Tarea solicitada 1. Devuelve del pasaje sobre los abuelos el fragmento que va desde "Frente a todo" hasta "los más débiles.", ambos incluidos, sin alterar nada.
Tarea solicitada 2.
Responde estas preguntas con lo que afirma el pasaje sobre los abuelos:
(a) ¿Qué debe desmilitarizar la conversión que necesitamos?
(b) ¿A quiénes dirigimos la mirada comprensiva y tierna?
(c) ¿Cómo hemos afinado nuestra humanidad?
Tarea solicitada 3. Prolonga el pasaje sobre los abuelos a partir de su última oración, por favor.

Pasaje seleccionado.
▶

Frente a todo esto, necesitamos un cambio profundo, una conversión que desmilitarice los corazones, permitiendo que cada uno reconozca en el otro a un hermano. Y nosotros, abuelos y mayores, tenemos una gran responsabilidad: enseñar a las mujeres y a los hombres de nuestro tiempo a ver a los demás con la misma mirada comprensiva y tierna que dirigimos a nuestros nietos. Hemos afinado nuestra humanidad haciéndonos cargo de los demás, y hoy podemos ser maestros de una forma de vivir pacífica y atenta con los más débiles.

◀

Entradas de datos.
▶

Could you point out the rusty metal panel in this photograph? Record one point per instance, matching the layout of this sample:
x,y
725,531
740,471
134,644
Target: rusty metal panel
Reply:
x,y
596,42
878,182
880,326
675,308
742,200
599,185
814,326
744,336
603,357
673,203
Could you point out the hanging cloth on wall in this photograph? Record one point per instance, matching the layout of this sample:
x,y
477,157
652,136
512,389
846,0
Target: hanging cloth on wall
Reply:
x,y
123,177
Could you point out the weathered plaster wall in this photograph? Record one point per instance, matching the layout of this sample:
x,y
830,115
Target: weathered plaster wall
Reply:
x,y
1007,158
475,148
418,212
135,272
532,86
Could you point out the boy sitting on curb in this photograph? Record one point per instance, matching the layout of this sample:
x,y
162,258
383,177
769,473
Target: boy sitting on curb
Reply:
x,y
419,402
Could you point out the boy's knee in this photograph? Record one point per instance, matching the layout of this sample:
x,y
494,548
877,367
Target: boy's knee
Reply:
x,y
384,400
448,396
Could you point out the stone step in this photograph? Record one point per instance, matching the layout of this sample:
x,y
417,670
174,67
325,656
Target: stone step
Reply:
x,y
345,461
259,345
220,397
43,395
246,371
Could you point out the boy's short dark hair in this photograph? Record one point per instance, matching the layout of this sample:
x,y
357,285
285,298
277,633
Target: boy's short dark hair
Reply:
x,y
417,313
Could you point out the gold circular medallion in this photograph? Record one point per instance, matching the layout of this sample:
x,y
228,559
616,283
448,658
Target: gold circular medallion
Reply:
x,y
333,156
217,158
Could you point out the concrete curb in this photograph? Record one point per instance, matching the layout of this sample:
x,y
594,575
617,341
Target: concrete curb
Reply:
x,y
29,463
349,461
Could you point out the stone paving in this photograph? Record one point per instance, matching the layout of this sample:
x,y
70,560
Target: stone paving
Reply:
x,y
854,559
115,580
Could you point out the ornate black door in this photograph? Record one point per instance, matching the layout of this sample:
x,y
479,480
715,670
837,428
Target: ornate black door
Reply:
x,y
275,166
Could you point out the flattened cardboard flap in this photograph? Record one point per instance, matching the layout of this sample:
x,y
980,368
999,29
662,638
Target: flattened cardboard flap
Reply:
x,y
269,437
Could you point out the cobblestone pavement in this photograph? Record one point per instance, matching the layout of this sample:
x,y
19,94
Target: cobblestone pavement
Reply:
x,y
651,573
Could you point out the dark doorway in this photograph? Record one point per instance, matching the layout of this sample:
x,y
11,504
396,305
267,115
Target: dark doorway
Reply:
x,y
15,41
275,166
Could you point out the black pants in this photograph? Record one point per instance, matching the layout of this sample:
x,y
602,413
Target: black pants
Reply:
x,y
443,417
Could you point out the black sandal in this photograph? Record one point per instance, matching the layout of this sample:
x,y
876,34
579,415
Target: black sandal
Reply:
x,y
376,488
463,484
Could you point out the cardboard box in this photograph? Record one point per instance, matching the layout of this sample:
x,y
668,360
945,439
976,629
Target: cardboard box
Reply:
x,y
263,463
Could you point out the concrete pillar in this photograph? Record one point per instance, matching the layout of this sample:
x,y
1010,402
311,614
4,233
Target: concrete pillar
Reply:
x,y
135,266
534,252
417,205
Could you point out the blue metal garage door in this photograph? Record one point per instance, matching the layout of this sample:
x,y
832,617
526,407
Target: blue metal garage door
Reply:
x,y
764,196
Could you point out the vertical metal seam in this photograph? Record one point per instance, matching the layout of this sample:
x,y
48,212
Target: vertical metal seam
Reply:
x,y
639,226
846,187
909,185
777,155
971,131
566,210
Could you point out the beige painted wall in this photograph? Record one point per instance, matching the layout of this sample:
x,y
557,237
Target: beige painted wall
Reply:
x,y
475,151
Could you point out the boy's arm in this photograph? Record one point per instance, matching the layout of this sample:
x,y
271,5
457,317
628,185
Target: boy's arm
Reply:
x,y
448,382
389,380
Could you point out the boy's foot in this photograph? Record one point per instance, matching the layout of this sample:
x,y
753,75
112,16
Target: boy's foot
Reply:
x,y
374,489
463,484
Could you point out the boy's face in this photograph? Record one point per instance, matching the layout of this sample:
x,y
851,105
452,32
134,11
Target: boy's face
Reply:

◀

Espacio de respuesta 1.
Frente a todo esto, necesitamos un cambio profundo, una conversión que desmilitarice los corazones, permitiendo que cada uno reconozca en el otro a un hermano. Y nosotros, abuelos y mayores, tenemos una gran responsabilidad: enseñar a las mujeres y a los hombres de nuestro tiempo a ver a los demás con la misma mirada comprensiva y tierna que dirigimos a nuestros nietos. Hemos afinado nuestra humanidad haciéndonos cargo de los demás, y hoy podemos ser maestros de una forma de vivir pacífica y atenta con los más débiles.

Espacio de respuesta 2.
(a) Los corazones.
(b) A nuestros nietos.
(c) Haciéndonos cargo de los demás.

Espacio de respuesta 3.
Nuestra actitud tal vez pueda ser confundida con debilidad o sumisión, pero serán los mansos, no los
agresivos ni los prevaricadores, los que heredarán la tierra (cf. Mt5,5). Uno de los frutos que estamos
llamados a dar es el de proteger el mundo. «Todos hemos pasado por las rodillas de los abuelos, que nos han llevado en brazos» [5]; pero hoy es el tiempo de tener sobre nuestras rodillas —con la ayuda concreta o al menos con la oración—, junto con los nuestros, a todos aquellos nietos atemorizados que aún no hemos conocido y que quizá huyen de la guerra o sufren por su causa. Llevemos en nuestro corazón —como hacía san José, padre tierno y solícito— a los pequeños de Ucrania, de Afganistán, de Sudán del Sur. Muchos de nosotros hemos madurado una sabia y humilde conciencia, que el mundo tanto necesita. No nos salvamos solos, la felicidad es un pan que se come juntos. Testimoniémoslo a aquellos que se engañan pensando encontrar realización personal y éxito en el enfrentamiento. Todos, también los más débiles, pueden hacerlo.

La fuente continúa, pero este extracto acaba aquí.